Aim of the exercise:
Copy each line below holding "green".

Point-per-instance localization data:
++++++++++
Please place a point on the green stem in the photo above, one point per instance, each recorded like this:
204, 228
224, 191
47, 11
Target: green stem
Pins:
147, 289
++++++++++
Your solution:
Please place a point on the green stem in the photo above, one point per instance, each recorded like this:
Target: green stem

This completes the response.